REQUIREMENT ::
Output the line that contains "the eyeglass lens" and every line after it to the end of the entries, with nothing added or left out.

PROVIDED DATA ::
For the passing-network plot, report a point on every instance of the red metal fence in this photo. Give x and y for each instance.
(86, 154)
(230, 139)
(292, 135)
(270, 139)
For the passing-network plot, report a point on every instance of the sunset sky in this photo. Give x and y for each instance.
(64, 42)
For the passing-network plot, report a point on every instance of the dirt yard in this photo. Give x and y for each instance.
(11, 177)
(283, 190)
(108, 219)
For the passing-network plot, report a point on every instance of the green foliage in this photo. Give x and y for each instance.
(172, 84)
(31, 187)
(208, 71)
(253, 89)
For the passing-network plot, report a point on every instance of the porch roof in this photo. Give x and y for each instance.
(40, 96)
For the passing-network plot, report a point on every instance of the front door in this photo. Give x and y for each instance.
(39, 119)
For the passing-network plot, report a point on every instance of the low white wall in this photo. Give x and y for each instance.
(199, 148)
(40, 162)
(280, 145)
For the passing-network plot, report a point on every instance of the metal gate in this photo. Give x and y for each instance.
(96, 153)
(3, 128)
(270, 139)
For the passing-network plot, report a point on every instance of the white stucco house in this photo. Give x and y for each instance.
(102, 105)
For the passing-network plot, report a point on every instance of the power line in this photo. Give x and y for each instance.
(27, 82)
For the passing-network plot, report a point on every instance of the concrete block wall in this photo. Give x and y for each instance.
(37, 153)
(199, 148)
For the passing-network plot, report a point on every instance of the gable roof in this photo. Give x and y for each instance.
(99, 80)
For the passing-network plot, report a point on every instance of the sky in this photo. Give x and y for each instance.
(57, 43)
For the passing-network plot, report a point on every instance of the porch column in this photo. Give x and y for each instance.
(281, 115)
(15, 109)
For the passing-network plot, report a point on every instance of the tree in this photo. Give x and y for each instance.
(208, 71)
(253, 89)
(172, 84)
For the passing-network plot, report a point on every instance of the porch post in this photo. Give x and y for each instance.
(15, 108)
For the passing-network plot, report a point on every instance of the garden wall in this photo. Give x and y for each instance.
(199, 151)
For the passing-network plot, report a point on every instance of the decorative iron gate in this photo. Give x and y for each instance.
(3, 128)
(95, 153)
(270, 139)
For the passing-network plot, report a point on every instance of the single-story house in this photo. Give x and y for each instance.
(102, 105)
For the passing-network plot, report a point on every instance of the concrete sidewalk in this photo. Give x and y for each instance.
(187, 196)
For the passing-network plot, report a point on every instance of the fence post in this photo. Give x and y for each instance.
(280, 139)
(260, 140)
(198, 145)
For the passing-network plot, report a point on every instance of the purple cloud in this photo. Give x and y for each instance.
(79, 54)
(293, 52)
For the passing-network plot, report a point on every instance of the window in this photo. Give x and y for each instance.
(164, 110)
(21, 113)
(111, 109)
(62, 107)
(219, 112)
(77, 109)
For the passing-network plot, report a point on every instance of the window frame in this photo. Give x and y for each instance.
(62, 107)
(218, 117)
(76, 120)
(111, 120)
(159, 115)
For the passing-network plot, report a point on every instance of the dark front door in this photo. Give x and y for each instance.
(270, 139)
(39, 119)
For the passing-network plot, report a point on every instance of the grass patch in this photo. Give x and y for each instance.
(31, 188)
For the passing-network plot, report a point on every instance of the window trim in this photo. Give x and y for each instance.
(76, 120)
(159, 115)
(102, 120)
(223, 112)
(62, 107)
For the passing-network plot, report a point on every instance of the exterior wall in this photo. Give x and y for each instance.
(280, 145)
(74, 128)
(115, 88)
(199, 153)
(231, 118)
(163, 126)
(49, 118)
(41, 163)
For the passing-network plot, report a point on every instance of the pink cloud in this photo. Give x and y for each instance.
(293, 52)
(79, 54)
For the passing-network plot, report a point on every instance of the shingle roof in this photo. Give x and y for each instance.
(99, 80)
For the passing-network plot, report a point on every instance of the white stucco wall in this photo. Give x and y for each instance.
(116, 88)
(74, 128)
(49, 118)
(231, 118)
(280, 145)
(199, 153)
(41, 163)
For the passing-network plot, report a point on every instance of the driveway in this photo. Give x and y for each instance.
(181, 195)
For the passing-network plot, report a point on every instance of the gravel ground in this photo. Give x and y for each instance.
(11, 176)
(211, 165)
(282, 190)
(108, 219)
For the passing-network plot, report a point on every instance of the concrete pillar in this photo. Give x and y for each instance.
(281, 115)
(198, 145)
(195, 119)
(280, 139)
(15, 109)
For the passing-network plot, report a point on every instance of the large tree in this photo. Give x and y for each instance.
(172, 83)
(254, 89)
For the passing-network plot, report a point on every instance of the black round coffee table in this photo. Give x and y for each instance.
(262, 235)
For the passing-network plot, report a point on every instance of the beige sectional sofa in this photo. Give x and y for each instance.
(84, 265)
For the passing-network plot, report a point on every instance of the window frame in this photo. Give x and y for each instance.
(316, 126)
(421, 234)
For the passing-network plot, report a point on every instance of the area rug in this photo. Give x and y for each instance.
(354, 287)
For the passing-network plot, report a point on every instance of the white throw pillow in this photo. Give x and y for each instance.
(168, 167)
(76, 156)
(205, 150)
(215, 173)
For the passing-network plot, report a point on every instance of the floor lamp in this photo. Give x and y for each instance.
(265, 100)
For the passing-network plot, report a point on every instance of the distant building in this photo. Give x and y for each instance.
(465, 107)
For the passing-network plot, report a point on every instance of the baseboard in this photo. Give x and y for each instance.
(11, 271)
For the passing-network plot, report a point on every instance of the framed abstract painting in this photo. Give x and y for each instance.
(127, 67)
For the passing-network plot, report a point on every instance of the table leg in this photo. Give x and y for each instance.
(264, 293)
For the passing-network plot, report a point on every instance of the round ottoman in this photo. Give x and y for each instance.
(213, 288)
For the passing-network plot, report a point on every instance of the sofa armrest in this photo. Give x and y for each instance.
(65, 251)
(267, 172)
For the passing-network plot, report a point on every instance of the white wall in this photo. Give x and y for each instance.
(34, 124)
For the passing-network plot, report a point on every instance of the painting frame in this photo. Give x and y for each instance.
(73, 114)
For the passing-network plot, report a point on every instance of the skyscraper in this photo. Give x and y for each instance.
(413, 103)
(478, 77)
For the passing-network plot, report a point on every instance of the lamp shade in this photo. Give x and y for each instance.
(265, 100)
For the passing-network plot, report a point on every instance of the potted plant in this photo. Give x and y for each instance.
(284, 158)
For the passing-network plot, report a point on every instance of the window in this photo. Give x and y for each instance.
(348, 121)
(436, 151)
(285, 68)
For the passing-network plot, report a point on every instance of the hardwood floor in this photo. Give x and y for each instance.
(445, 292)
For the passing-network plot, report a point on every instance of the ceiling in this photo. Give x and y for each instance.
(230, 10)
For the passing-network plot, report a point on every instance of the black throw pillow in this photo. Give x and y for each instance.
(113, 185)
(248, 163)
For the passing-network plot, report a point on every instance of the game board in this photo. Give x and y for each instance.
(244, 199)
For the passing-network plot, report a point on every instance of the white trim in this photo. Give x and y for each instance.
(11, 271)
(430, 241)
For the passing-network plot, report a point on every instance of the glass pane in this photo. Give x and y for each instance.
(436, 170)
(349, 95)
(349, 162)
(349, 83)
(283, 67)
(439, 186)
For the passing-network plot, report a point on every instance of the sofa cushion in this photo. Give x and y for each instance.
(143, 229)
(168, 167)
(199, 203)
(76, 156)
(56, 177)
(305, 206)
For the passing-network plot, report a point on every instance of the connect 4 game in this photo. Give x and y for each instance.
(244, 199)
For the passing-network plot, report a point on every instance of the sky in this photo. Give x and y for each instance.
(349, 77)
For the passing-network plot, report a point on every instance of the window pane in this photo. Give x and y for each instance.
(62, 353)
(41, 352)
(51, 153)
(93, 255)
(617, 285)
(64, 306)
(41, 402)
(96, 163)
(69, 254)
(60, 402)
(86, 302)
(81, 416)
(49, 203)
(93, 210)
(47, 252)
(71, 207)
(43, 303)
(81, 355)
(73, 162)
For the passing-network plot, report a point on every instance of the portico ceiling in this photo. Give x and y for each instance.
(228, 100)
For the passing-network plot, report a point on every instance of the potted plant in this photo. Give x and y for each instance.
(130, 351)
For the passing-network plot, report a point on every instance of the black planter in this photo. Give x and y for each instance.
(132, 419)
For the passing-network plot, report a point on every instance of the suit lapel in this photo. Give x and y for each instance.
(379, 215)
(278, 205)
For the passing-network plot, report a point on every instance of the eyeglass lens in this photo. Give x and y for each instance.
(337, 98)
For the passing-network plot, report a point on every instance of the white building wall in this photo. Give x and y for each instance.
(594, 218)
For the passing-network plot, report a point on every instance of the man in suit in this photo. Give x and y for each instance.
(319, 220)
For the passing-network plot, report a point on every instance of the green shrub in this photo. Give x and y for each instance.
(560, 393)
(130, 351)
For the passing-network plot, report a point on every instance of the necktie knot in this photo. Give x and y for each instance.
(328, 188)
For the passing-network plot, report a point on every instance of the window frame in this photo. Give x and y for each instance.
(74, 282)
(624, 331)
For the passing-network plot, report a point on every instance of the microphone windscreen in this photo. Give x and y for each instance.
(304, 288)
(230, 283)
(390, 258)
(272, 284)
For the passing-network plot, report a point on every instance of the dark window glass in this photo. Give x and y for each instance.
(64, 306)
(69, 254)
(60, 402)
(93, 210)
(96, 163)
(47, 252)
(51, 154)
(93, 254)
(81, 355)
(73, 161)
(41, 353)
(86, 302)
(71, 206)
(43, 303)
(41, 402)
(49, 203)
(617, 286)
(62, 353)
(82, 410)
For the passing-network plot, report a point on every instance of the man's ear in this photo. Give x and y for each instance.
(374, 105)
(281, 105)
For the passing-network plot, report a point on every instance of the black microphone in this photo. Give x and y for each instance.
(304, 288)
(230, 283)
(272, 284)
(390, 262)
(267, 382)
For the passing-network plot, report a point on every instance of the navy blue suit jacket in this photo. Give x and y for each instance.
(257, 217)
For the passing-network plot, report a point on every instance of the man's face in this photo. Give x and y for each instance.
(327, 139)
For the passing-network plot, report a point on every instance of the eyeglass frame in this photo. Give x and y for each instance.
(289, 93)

CORRECT RESULT ::
For the passing-network plot, report a point on every instance of the eyeglass lens in this photo. Give x and y for each instance.
(337, 98)
For the passing-network plot, report a point on every instance of the white building wall in this photo. Give x and y for each instance.
(594, 218)
For the passing-network plot, report a point on every instance of the man in suit in this photo. Give x and y for each instance.
(319, 220)
For the passing-network plot, report a point on every instance of the green shrub in this photo. Give x and y for each instance.
(560, 393)
(130, 351)
For the passing-network plot, report a point on every instance of the necktie knot in this photo. Give x and y for each instance.
(328, 188)
For the passing-network plot, report a point on every instance of the window frame in this photo. Give x and y for each instance.
(74, 282)
(624, 331)
For the passing-network plot, report a point on every instance of the microphone windscreen in this photo. Give x and y for each instance.
(304, 288)
(230, 283)
(390, 258)
(272, 284)
For the passing-network plot, report a point on every instance of the dark window glass in this photo. Give x and y for each instance.
(64, 306)
(69, 254)
(60, 402)
(93, 210)
(96, 163)
(47, 252)
(51, 154)
(93, 254)
(81, 355)
(73, 161)
(41, 353)
(86, 302)
(71, 206)
(43, 303)
(41, 402)
(49, 203)
(617, 286)
(62, 353)
(82, 410)
For the passing-network plot, report a point on every instance of the man's ear in this photo. Give x and y for each instance.
(374, 105)
(281, 105)
For the passing-network plot, report a point on every instance of the black microphone in this photo. Give x and y for each instance.
(304, 288)
(230, 283)
(272, 284)
(390, 262)
(267, 382)
For the passing-network plot, report a point on every instance of the navy blue suit jacket in this photo. Give x and y for each instance.
(257, 217)
For the passing-network plot, report a point on every instance of the man's face in this photo. Give x and y for each instance.
(327, 139)
For the passing-network plot, report a point on every instance of the eyeglass frame in this photo. Give x and y for each instance.
(289, 93)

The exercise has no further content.